Problem details:
Without including any images, reproduce each entry exactly.

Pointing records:

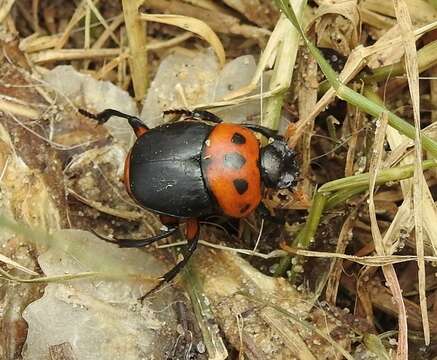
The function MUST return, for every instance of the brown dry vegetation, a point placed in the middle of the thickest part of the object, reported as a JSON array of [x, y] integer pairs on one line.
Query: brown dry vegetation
[[360, 279]]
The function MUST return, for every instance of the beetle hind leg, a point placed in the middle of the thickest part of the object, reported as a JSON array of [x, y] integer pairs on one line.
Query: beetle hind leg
[[137, 243], [192, 235]]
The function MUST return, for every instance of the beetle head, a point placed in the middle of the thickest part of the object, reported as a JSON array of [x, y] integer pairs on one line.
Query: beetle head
[[279, 169]]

Exercise output:
The function MUST return, for every instance of the brown dry vegetation, a point placed in the middle of the thickest part of the object, reported as a JSON array of [x, y] integer pairs on one line.
Query: brown dry vegetation
[[360, 279]]
The function MUST return, for every instance of the beetle hind leg, a point placed in the middle of the thickest part of the object, reported as a JSON array of [x, y] integer pairs on one line.
Query: beetle hind leg
[[137, 243], [192, 235]]
The function MUST return, for every instance of the beetle head, a point placed in the middle of the thickest part of the object, reported as a JSON array of [x, y] integer pairs on one line.
Query: beetle head
[[279, 169]]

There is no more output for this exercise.